- [Passage provided]:
┄┄┄┄┄┄┄┄┄┄┄┄┄┄┄┄┄┄┄┄
He had no beauty or majesty to attract us to him, nothing in his appearance that we should desire him. He was despised and rejected by mankind,
a man of suffering, and familiar with pain.
Like one from whom people hide their faces
he was despised, and we held him in low esteem.

When I read this passage, I feel very tenderly toward Jesus. I feel like He understands. The passage says that Jesus had “nothing in his appearance to attract us to him,” and in fact, He was someone “from whom people hide their faces.” This is a man who wasn’t beautiful to the watching world.

But think about this: Jesus is the “radiance of God’s glory and the exact representation of his being” (Hebrews 1:3). Within Jesus, a beauty more majestic and more notable than any other person in the entire history and future of mankind rests.

Experience the Sublime Kingdom

When I think about this magnificent, sublime beauty of what was inside of Jesus’ earthly body, I’m so consumed with His qualities that I stop thinking about my old standards of beauty. Think of it this way: When you stand before the great ocean, gaze down into the depths of the Grand Canyon, or lie in the cool grass underneath a night sky of shooting stars, you don’t think about yourself. These sublime states of wonder deliver you from self-consciousness and self-focus.

“You can’t think about your mascara when your mind is filled with God’s grandeur.”

Sublime experiences—that coupling of fear and wonder because the thing before you is just so awesome—take you out of the center of your world. There’s something better, deeper, truer, and more powerful than you. If you remember your image of yourself as a Knight of the Round Table—battle ready for a great adventure— you can begin to experience the sublime kingdom living that takes you outside of yourself.

You can’t think about your mascara when your mind is filled with God’s grandeur. Try it. You just can’t.

Remember: We Are Seated With Christ

Something even more astonishing, however, is that this same mysterious beauty resides in us because we are clothed with Christ’s righteousness (Isaiah 61:10), filled with the Holy Spirit (Ephesians 5:18), and hidden in Christ (Colossians 3:3). The beauty of Jesus resides within us this very moment. That beauty that surpasses any earthly beauty belongs to Jesus Christ with whom all the fullness of the Deity lives in bodily form (Colossians 2:9). With Christ in us, we are beautiful. We are beautiful indeed because Jesus emanates from within us. Christ’s fragrance metaphorically exudes from our bodies. In 2 Corinthians 2:15, we know we are the “aroma of Christ.”
┄┄┄┄┄┄┄┄┄┄┄┄┄┄┄┄┄┄┄┄
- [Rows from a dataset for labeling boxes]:
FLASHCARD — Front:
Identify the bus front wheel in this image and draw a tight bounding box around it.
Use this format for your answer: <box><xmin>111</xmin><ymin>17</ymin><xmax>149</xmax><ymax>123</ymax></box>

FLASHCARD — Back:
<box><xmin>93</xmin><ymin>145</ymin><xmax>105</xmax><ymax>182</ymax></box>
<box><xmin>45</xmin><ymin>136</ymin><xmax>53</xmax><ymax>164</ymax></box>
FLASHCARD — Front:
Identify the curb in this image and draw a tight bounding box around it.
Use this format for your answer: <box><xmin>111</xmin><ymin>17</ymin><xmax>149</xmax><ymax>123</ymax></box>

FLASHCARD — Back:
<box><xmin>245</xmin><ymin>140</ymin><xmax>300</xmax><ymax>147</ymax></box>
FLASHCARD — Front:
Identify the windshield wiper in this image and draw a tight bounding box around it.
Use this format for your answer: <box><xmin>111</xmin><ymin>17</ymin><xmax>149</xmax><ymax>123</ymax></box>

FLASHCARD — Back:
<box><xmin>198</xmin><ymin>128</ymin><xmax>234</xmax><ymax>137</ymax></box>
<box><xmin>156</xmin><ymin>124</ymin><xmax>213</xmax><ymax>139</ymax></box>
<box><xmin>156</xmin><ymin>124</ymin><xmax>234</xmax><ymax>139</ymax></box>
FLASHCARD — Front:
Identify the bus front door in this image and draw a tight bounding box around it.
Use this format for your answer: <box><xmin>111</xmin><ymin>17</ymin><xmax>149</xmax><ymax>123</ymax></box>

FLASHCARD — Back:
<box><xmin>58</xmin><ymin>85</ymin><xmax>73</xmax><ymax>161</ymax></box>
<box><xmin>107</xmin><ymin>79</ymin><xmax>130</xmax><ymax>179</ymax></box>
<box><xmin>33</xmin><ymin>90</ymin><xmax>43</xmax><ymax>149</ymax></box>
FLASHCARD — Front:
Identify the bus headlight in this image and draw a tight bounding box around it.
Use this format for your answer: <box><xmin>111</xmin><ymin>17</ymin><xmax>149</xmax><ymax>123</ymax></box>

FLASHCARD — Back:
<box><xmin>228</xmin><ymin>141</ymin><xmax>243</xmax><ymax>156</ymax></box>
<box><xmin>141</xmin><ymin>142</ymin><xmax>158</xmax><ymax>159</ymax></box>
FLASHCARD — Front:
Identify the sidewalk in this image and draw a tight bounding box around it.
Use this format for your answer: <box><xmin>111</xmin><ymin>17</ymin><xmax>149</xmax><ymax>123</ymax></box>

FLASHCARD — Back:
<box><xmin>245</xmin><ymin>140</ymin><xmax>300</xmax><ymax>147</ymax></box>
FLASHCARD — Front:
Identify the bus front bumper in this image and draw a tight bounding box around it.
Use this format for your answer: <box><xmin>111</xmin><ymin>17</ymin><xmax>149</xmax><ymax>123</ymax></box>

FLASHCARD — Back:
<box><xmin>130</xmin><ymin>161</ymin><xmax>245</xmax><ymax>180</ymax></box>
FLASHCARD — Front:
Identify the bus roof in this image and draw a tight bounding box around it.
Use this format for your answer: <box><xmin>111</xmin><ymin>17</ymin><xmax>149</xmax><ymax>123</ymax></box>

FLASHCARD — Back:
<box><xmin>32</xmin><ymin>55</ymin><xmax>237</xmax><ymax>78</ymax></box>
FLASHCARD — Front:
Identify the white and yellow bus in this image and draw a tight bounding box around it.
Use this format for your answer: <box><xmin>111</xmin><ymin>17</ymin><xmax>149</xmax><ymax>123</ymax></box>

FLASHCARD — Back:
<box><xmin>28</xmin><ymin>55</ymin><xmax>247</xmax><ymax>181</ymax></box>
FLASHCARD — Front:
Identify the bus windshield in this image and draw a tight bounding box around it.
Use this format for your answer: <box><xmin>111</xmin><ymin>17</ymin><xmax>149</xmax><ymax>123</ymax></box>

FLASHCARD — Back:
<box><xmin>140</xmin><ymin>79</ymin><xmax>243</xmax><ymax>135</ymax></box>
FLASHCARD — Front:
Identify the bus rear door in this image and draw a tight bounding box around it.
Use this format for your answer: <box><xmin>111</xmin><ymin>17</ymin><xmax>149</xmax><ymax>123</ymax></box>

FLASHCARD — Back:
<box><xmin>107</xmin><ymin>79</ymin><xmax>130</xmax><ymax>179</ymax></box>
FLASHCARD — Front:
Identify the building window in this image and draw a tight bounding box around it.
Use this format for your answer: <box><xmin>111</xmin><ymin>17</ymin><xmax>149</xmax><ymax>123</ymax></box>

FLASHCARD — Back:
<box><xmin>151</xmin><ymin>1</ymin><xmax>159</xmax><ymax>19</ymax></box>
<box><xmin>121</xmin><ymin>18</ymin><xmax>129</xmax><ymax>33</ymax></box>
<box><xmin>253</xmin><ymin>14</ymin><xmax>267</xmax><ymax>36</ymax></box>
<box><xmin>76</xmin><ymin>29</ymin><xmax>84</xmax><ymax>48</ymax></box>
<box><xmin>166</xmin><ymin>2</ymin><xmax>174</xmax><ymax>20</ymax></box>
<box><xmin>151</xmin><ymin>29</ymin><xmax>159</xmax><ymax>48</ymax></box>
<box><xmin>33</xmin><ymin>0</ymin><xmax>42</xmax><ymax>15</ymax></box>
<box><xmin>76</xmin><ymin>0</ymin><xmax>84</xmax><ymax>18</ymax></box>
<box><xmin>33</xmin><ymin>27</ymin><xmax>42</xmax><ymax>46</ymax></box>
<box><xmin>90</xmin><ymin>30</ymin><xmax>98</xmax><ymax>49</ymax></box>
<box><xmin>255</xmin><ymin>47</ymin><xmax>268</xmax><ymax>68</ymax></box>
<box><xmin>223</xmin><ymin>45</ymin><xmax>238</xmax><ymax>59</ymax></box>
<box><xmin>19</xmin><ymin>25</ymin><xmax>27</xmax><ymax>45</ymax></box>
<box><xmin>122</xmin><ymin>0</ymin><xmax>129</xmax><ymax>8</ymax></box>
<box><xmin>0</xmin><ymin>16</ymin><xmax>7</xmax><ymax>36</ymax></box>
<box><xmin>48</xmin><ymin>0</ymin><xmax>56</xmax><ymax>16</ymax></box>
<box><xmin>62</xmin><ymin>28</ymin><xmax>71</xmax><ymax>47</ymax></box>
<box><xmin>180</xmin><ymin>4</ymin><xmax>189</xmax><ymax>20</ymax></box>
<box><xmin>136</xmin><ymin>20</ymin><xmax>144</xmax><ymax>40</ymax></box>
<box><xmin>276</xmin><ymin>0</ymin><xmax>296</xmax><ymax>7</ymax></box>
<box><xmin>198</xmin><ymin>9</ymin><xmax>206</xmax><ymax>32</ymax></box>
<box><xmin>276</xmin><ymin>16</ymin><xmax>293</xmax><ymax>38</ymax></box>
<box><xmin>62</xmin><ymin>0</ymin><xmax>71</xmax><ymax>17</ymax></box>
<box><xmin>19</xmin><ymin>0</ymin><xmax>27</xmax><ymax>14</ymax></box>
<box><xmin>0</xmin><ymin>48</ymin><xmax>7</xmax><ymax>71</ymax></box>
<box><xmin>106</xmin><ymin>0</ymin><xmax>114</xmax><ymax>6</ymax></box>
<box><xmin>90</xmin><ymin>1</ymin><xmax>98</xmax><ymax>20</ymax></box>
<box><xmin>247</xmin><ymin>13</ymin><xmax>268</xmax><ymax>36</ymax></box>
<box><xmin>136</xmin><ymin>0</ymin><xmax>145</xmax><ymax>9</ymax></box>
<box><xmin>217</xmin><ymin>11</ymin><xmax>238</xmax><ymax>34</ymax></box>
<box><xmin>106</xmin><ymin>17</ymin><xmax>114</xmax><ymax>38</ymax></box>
┄┄┄┄┄┄┄┄┄┄┄┄┄┄┄┄┄┄┄┄
Write out the part of the passage on Jesus' beauty that starts with "He had no beauty" and goes on through "the watching world.". Work only from the passage on Jesus' beauty.

He had no beauty or majesty to attract us to him, nothing in his appearance that we should desire him. He was despised and rejected by mankind,
a man of suffering, and familiar with pain.
Like one from whom people hide their faces
he was despised, and we held him in low esteem.

When I read this passage, I feel very tenderly toward Jesus. I feel like He understands. The passage says that Jesus had “nothing in his appearance to attract us to him,” and in fact, He was someone “from whom people hide their faces.” This is a man who wasn’t beautiful to the watching world.